====== Supplied entries

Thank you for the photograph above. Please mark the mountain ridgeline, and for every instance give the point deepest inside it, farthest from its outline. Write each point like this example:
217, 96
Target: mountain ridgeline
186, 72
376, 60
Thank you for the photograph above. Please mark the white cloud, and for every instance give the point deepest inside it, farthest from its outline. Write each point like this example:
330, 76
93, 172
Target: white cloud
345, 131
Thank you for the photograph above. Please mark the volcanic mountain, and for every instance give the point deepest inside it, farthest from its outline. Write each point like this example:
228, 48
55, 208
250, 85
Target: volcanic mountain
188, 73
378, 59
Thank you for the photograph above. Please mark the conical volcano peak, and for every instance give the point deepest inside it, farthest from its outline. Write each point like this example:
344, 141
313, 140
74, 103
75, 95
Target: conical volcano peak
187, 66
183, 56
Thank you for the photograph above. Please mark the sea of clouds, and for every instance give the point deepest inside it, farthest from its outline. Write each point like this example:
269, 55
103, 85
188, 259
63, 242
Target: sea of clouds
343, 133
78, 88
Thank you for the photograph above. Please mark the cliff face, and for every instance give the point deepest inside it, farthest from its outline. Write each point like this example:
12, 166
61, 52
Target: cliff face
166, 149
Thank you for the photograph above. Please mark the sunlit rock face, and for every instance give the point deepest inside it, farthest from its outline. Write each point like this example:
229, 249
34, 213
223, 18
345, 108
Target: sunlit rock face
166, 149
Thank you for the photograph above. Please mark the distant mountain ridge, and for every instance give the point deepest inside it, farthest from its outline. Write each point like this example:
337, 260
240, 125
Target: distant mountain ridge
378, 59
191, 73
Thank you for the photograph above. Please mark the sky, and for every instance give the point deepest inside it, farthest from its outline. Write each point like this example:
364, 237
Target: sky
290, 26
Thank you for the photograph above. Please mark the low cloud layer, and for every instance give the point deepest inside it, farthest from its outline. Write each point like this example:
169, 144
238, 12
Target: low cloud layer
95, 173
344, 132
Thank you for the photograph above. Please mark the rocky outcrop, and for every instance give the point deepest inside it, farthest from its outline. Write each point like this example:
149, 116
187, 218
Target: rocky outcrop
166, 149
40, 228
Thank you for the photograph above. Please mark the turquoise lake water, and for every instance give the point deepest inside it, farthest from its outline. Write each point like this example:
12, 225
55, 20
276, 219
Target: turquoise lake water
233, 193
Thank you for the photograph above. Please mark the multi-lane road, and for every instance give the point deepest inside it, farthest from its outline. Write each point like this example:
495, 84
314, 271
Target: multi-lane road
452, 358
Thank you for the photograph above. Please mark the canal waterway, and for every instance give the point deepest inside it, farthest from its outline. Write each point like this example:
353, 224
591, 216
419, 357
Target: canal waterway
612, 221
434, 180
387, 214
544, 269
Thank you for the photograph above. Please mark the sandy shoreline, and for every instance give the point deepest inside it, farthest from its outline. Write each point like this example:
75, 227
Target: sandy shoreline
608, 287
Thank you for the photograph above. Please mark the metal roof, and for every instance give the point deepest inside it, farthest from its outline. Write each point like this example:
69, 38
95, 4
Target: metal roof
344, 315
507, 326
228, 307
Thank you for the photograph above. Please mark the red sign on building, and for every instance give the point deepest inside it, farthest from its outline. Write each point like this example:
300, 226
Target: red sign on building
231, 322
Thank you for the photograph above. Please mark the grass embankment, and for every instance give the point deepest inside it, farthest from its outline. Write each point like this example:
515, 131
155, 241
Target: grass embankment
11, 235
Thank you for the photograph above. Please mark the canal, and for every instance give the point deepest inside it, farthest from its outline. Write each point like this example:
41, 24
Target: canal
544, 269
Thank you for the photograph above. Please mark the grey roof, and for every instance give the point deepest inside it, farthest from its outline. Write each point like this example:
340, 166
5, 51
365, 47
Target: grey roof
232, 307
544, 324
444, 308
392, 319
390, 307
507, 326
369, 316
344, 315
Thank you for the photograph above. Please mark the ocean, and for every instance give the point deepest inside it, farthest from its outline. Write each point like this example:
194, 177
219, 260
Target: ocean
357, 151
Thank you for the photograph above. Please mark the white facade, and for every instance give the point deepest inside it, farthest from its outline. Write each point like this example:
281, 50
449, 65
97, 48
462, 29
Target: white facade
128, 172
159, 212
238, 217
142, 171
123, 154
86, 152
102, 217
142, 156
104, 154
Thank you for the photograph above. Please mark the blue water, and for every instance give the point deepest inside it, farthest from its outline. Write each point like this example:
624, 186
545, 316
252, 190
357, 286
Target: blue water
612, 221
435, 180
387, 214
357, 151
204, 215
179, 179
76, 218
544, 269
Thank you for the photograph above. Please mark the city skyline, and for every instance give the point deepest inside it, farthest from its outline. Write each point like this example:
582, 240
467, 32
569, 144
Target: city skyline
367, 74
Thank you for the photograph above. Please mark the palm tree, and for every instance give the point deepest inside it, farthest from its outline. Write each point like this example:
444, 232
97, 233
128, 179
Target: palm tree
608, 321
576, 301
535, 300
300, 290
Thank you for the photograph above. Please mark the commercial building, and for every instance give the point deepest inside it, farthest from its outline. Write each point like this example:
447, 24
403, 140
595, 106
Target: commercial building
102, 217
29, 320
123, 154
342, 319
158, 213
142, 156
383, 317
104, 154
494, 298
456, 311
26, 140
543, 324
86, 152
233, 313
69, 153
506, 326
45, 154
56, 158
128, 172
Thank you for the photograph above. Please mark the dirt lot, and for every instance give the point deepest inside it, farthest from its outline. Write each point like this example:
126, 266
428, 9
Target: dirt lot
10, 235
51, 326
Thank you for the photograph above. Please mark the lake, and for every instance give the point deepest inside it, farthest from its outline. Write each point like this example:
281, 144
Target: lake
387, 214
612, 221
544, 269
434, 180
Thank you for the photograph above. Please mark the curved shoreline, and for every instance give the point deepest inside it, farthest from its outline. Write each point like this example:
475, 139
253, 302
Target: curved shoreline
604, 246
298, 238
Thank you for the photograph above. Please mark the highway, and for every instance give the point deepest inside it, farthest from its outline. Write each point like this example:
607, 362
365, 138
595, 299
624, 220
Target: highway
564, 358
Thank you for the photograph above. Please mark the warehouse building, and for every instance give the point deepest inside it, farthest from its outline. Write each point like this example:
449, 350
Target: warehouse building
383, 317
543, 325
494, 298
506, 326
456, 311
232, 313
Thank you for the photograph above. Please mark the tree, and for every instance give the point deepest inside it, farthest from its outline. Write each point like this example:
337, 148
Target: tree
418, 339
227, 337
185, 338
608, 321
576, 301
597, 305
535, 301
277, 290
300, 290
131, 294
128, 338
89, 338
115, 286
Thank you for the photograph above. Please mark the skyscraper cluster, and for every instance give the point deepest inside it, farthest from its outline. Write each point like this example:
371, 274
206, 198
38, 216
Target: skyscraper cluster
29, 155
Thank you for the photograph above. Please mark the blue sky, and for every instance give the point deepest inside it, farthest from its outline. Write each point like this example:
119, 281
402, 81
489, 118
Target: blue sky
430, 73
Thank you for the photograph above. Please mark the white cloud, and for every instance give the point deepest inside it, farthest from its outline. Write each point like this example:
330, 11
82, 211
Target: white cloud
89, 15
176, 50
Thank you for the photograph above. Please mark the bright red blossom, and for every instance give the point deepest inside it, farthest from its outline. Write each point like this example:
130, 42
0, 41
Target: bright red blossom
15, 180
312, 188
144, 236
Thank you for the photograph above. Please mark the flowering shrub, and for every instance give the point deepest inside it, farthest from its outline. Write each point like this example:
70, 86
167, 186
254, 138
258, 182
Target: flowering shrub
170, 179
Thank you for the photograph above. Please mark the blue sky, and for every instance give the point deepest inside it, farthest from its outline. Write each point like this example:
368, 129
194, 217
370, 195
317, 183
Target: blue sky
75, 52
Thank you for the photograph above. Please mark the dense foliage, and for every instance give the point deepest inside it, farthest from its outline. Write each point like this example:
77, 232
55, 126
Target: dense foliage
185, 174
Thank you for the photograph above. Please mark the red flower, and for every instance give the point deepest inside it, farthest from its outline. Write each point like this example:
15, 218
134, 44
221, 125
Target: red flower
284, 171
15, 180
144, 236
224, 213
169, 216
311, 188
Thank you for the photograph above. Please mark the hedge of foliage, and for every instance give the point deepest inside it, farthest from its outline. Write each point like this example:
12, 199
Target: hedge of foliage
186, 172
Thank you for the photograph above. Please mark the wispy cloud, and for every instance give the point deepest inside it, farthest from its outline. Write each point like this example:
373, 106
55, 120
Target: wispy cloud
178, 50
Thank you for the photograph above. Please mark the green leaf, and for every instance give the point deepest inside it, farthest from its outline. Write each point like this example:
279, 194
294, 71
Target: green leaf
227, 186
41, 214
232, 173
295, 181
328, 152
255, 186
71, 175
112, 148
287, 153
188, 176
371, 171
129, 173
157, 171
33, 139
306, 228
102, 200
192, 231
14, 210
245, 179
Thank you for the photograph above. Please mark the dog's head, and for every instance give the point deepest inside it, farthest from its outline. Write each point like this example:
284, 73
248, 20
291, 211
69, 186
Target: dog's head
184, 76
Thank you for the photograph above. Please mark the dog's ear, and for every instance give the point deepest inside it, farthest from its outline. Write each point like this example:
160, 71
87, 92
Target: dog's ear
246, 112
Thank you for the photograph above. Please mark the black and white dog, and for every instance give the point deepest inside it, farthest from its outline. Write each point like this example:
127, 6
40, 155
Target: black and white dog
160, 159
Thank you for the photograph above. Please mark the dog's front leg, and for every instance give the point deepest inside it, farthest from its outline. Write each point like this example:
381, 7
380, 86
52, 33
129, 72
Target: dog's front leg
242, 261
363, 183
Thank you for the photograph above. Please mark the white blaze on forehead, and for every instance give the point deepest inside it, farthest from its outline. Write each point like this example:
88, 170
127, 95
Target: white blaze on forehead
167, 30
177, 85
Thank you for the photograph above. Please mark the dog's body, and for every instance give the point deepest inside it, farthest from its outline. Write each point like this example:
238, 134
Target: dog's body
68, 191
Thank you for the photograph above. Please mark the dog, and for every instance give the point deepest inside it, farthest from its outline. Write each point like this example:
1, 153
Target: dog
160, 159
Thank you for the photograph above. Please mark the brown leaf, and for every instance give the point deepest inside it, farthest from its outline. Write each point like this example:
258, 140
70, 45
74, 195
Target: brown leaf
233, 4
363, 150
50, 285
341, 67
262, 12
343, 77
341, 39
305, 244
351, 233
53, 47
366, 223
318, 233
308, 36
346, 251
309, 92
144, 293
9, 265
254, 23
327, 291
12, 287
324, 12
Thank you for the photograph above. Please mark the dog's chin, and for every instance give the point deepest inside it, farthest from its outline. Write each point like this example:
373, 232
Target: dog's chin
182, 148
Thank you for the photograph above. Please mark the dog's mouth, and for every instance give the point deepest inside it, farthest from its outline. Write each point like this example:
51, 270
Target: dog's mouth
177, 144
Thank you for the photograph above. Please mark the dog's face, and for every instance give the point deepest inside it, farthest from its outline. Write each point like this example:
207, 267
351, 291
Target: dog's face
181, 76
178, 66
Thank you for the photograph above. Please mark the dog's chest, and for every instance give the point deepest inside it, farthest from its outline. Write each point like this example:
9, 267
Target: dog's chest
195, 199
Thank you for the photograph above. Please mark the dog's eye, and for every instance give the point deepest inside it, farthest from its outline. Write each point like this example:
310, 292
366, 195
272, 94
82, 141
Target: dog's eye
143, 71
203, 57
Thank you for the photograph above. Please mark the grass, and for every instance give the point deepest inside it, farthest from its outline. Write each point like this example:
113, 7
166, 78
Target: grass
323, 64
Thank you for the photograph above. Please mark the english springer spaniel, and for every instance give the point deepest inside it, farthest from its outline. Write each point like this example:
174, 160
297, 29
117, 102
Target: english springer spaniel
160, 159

============

Set down, word for word, only the lines running from the line with "dog's face, and" to the last line of the listing above. Both of those lines belong in your answer.

= Solution =
Thank you for the photograph above. Please mark the dog's face, and for every instance give the point deepest inside it, farthest from its outline. Write each point like this example:
207, 267
351, 291
Target: dog's face
181, 76
178, 66
Thank you for the photograph above. Please mark the dog's chest, and for every instance give the point deepest inside it, farthest from its outline. Write each point like this example:
9, 267
Target: dog's chest
195, 199
Thank you for the photograph above. Please mark the dog's eye, and for every instance give the point deepest inside it, farthest from its outline. Write each point like this example:
310, 292
366, 195
272, 94
82, 141
Target: dog's eye
143, 71
203, 57
Thank you for the photograph above. Please mark the grass, and for every instance give the point deepest inside it, farthest from its outline. Write each point like this example:
113, 7
166, 78
Target: grass
323, 64
Thank you for the photograph above. Please mark the english springer spaniel, and for every instance give the point deepest inside it, farthest from its outline. Write each point like this example:
174, 160
297, 29
117, 102
Target: english springer spaniel
160, 159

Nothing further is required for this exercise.